Consignes écrites →
1. Dans l'entretien sur le livre d'économie, comment sont décrits les articles de l'ouvrage ?
2. Pourriez-vous écrire la suite de l'entretien sur le livre d'économie, à partir de sa dernière réplique ?

Extrait du document →
────────────────

PL : C’est une bonne question mais c’est vrai qu’on y pense pas vraiment. Lorsqu’on arrive le premier jour du cours on a l’impression que ça va être un cours normal, tout ce qu’il y a de plus classique.

AL : Je me souviens que M. Liger-Belair avait précisé qu’il fallait que ce soit quelque chose de suffisamment intéressant pour que quelqu’un qui s’y connaisse trouve qu’il y a du fond, mais aussi que nos grands mères soient capables de le lire ! Il y donc plusieurs niveaux de lecture. On peut le lire d’un point de vue technique, il permet également de faciliter l’accès à la science économique pour certains lecteurs peu habitués à acheter un livre d’économie. Ça reste un livre d’actualité non pas vulgaire, mais qui se veut compréhensible avec des articles courts qui n’imposent pas une lecture dans un ordre particulier.

────────────────

Matériel présenté →
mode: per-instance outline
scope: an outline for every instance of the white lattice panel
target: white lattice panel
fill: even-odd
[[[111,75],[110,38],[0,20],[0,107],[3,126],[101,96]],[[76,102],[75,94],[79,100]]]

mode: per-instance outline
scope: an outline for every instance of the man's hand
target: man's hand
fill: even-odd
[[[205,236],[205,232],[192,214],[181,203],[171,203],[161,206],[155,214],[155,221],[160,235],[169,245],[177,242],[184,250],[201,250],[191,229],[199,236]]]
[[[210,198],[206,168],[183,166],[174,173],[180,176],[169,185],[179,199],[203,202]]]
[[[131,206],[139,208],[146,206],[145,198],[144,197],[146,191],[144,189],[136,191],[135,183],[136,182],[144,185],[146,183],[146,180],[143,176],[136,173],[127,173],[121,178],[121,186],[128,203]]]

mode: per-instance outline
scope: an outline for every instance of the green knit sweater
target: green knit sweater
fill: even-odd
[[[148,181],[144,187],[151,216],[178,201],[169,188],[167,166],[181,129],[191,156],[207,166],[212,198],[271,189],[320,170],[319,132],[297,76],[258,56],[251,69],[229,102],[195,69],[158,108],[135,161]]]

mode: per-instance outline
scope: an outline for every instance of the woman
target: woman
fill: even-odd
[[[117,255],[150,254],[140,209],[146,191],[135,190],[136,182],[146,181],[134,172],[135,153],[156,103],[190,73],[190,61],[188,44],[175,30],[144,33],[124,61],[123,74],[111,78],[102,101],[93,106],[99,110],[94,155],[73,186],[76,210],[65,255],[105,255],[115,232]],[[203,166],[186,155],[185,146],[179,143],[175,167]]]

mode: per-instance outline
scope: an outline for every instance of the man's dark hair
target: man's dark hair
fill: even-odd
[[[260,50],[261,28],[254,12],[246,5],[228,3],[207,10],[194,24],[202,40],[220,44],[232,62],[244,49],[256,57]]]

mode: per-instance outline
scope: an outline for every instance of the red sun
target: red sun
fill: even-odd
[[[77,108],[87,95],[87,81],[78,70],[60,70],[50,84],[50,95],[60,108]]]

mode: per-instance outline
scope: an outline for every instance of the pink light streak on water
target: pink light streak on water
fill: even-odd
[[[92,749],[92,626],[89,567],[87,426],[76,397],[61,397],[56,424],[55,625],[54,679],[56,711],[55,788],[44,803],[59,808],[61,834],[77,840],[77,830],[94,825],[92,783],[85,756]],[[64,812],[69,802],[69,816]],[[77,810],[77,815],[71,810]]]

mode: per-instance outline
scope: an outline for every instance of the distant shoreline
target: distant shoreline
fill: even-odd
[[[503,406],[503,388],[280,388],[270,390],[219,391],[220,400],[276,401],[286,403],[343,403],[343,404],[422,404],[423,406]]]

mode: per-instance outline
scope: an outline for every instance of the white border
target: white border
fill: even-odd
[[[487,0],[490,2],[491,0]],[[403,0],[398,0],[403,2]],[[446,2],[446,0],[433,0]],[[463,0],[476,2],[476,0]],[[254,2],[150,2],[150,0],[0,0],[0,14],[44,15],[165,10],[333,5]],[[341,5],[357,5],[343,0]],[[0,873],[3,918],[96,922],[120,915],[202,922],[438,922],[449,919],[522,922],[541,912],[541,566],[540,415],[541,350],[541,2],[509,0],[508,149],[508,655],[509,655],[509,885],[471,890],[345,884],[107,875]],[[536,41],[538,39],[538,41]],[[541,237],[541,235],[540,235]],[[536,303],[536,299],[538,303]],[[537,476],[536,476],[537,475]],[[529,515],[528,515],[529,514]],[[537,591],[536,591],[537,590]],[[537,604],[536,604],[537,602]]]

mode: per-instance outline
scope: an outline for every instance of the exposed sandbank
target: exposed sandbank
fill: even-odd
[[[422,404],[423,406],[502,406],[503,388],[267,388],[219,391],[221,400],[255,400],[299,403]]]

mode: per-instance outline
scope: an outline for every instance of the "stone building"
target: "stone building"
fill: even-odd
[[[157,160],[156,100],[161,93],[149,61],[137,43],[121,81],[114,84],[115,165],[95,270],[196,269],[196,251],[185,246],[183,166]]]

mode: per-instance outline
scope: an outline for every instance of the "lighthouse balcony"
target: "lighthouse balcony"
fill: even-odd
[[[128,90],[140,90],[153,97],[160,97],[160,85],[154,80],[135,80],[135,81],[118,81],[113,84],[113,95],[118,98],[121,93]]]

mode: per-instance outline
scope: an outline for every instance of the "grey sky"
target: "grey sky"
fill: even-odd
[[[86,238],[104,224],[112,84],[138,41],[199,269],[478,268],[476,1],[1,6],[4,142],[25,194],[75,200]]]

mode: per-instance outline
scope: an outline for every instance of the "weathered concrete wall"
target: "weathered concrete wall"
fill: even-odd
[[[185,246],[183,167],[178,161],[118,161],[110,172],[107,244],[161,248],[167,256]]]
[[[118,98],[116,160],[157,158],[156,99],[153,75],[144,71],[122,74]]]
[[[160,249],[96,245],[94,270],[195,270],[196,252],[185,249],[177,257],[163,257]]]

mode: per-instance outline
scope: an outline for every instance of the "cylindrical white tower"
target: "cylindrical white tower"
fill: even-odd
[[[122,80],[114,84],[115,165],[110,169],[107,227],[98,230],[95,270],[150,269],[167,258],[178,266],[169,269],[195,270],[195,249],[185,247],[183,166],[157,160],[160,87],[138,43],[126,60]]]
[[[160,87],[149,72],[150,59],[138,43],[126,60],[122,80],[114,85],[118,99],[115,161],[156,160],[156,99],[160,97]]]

────────────────

Réponses par consigne →
1. Ce sont des articles courts qui n'imposent pas une lecture dans un ordre particulier.

2.
Le tome 2 est-il une simple continuité du tome 1 ? Y a t-il des évolutions au niveau du fond, de la forme ? 

AL :  Non, pas vraiment. Même si tout part de l’année précédente, notamment le concept, cela reste de l’actualité économique, les sujets sont forcément différents. Évidemment, il y a des thèmes qui sont plus récurrents, comme la crise du logement. Je pense qu’il y a moyen de refaire un article sur le même thème, c’est juste que l’approche sera différente. Il n’y a pas vraiment de continuité entre les deux tomes. Ils peuvent être lus de façon indépendante, tout comme les articles. Mais on ne va pas se répéter d’une année sur l’autre, ce serait dommage.

PL : Ce qui est sûr, c’est que c’est la même démarche dans la construction des articles, en sachant qu’on a quand même des libertés.

AL : Il y a aussi une évolution dans le sens où il y a une adaptation aux étudiants. L’an dernier, M. Liger-Belair avait mis en place un système de notation plus qu’un système de vote, donc peut-être qu’il jouait un plus grand rôle. Mais cette année, il essayait de nous intégrer dans le choix. L’ouvrage semble alors représenter davantage les élèves de notre promo.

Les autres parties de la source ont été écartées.